Assigned task ▸ The records below are to be retyped in full. Keep every word.

_ _ _ _ _ _ _

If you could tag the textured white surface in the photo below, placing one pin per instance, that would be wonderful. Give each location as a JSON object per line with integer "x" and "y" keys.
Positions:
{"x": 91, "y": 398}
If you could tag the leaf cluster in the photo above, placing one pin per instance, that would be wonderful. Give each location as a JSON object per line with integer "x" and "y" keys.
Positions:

_ _ _ _ _ _ _

Response ▸
If you could tag the textured white surface in the photo below, placing one pin per instance, that would be wonderful. Give each location as a JSON object per line with integer "x" and "y" keys.
Positions:
{"x": 91, "y": 398}
If you could tag the leaf cluster in the photo above, placing one pin per instance, that would be wonderful. Give each location as a JSON object per line with integer "x" and "y" keys.
Positions:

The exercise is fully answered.